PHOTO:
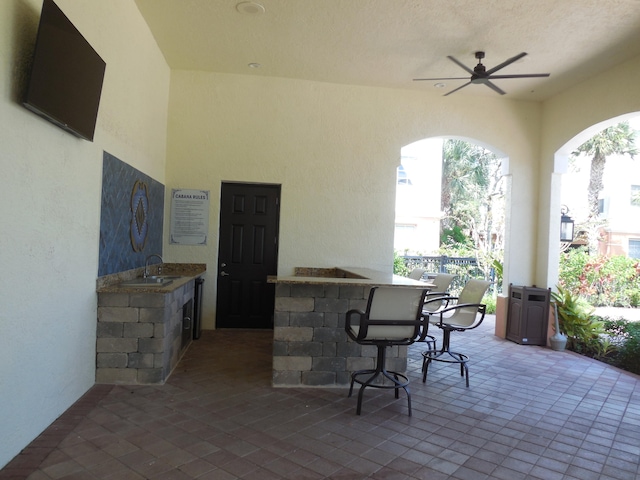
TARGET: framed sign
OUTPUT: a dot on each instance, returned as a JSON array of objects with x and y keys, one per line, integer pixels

==

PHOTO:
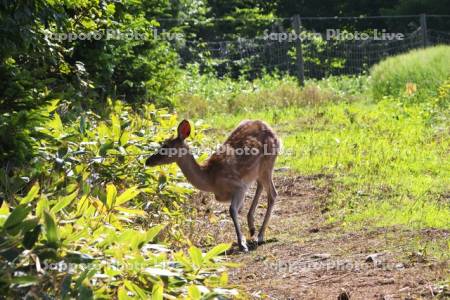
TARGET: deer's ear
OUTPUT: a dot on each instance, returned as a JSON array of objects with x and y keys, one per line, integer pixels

▶ _Problem to solve_
Whenever the string "TARGET" shows up in a line above, copy that line.

▶ _Response_
TARGET: framed sign
TARGET: deer's ear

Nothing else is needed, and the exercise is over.